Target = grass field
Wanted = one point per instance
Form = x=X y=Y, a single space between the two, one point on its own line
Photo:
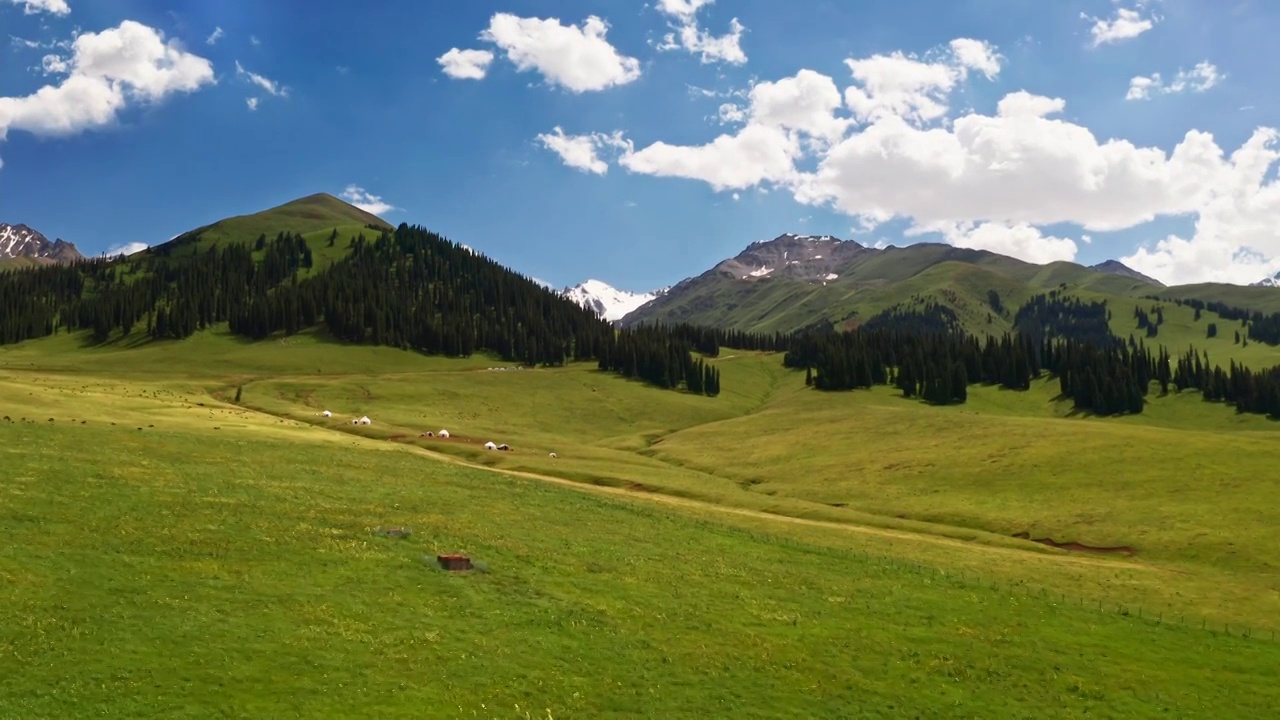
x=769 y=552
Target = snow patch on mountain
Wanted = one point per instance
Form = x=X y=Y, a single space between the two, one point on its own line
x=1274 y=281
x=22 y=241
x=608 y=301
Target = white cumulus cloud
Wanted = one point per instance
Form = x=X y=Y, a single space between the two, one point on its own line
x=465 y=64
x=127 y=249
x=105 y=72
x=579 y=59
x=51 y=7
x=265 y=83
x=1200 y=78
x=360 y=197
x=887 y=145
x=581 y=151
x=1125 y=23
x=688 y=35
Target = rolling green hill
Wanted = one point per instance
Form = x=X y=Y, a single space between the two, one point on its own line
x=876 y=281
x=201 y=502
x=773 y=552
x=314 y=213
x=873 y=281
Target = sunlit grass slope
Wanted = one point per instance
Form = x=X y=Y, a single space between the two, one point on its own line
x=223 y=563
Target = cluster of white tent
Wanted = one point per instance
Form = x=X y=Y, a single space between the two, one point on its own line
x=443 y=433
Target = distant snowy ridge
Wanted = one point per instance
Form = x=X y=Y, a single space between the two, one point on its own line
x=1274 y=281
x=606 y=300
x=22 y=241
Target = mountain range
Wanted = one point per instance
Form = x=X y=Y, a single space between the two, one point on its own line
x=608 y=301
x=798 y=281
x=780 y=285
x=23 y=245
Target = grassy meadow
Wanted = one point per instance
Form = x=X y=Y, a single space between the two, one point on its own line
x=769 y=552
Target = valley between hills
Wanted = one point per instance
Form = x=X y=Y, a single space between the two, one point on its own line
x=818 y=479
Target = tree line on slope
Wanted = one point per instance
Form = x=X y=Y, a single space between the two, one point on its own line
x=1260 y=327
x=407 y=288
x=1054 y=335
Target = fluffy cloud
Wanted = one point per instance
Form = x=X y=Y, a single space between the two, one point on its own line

══════

◆ **Activity**
Wherever the word "mountain" appears in a line of the data, copy that line.

◆ **Task solution**
Target = snow patch on mountain
Target = mountain range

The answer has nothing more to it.